• [TEXT FOR ANALYSIS]:
--- START ---

Cardamom Snickerdoodles
User Reviews
5
Cardamom Snickerdoodles
Description
This recipe makes a dough from all-purpose flour, cream of tartar, baking soda, salt, unsalted butter, and sugar, enriched with eggs and vanilla extract. The dough is rolled into balls, then coated with a mix of sugar, cinnamon, and cardamom powder before baking at 375°F (190°C) until puffed and set. The cream of tartar and baking soda contribute slight tanginess and soft texture characteristic of snickerdoodles.
The cookies come out soft with a spiced crust. The cinnamon and cardamom coating adds both warmth and aromatic complexity beyond traditional snickerdoodles.
Make-ahead instructions allow dough storage refrigerated for up to five days or freezing for 3-4 months, with rolling and coating just before baking. Leftover baked cookies keep well for several days at room temperature or can be frozen. Omitting cream of tartar and baking soda swaps flavor and texture toward a sugar cookie by using baking powder instead.
Ingredients
For the dough:
- 2 3/4 cups all-purpose flour 345 g
- 2 teaspoon cream of tartar
- 1 teaspoon baking soda
- 1/2 teaspoon salt
- 1 cup butter 226 g, unsalted, softened
- 1 1/3 cup white sugar 267 grams
- 2 egg room temperature
- 1.5 teaspoon vanilla extract
For coating:
- 2 tablespoon sugar
- 2 teaspoon cinnamon powder
- 1/2 teaspoon cardamom powder
Instructions
- Preheat the oven to 375F (190C). Line two baking sheets with parchment paper or silicone mats.
- In a medium bowl, whisk together flour, cream of tartar, baking soda, and salt. Set aside.
- In the bowl of the stand mixer fitted with a paddle attachment, add the softened butter and the sugar. Beat on medium speed for two minutes or until light and fluffy.
- Add the eggs and vanilla, and beat until well combined.
- Reduce the speed of the mixer to low, then slowly add in the dry ingredients. Mix until just combined.

--- END ---

• [EXTRACTED RECORDS]:
--- START ---

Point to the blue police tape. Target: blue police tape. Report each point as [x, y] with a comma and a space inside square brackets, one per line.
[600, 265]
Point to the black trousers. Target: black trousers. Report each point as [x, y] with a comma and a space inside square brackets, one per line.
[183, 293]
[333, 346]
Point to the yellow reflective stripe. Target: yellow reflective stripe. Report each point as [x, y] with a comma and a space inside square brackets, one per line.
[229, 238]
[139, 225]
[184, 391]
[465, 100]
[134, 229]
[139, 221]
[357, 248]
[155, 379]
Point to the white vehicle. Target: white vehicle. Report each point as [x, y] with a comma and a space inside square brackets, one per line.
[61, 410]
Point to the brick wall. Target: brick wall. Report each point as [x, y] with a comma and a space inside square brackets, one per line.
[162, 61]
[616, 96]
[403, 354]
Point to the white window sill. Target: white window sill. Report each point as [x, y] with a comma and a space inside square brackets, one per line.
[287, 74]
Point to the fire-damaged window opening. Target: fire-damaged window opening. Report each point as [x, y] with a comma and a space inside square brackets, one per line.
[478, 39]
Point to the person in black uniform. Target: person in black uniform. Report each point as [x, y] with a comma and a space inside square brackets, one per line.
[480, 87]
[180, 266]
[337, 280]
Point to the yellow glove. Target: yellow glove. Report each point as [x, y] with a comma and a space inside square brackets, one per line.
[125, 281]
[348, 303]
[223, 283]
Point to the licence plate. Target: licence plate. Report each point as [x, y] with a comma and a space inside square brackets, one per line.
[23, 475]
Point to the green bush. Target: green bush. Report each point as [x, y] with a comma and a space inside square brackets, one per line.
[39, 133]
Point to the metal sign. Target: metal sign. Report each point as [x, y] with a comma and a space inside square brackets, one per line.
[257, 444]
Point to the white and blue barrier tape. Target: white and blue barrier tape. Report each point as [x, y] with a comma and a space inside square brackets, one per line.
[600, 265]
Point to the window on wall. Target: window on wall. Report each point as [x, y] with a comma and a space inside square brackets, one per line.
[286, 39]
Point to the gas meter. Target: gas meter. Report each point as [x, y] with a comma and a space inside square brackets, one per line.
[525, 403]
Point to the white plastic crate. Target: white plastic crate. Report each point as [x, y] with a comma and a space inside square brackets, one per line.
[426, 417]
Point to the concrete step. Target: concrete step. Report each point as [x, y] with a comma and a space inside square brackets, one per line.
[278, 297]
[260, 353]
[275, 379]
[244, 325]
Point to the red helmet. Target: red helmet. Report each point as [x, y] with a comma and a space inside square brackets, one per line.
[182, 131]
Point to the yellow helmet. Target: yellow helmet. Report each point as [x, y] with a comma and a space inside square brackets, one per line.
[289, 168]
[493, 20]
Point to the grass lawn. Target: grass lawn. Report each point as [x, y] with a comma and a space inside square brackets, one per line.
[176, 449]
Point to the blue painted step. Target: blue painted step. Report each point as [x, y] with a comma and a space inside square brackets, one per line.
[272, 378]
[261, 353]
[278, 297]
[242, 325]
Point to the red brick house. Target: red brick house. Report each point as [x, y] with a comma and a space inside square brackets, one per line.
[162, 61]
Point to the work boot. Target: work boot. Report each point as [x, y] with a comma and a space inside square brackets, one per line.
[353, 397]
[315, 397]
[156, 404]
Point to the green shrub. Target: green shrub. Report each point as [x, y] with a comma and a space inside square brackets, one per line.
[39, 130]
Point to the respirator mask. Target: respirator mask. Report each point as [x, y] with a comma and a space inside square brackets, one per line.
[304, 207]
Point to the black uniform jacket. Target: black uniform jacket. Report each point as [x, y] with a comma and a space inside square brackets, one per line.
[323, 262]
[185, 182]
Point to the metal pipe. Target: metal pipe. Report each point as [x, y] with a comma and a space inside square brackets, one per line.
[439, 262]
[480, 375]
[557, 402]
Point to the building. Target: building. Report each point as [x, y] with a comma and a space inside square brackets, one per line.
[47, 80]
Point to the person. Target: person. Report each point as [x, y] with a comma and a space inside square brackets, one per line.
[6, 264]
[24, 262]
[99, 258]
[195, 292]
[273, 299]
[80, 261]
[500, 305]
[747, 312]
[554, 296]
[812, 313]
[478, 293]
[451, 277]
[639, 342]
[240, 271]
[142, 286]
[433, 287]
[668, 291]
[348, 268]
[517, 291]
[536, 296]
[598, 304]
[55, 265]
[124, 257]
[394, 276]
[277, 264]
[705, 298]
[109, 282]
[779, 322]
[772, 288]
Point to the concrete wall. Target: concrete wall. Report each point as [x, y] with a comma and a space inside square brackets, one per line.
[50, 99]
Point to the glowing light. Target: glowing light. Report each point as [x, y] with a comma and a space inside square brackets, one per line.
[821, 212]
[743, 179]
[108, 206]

--- END ---

• [EXERCISE SET]:
A – In the cardamom snickerdoodles recipe, how long can the dough be kept in the freezer?
B – Please return the passage of the cardamom snickerdoodles recipe starting at "Make-ahead instructions allow" and ending at "baking powder instead.", copied word for word.

• [TASK ANSWERS]:
A – 3-4 months.

B –
Make-ahead instructions allow dough storage refrigerated for up to five days or freezing for 3-4 months, with rolling and coating just before baking. Leftover baked cookies keep well for several days at room temperature or can be frozen. Omitting cream of tartar and baking soda swaps flavor and texture toward a sugar cookie by using baking powder instead.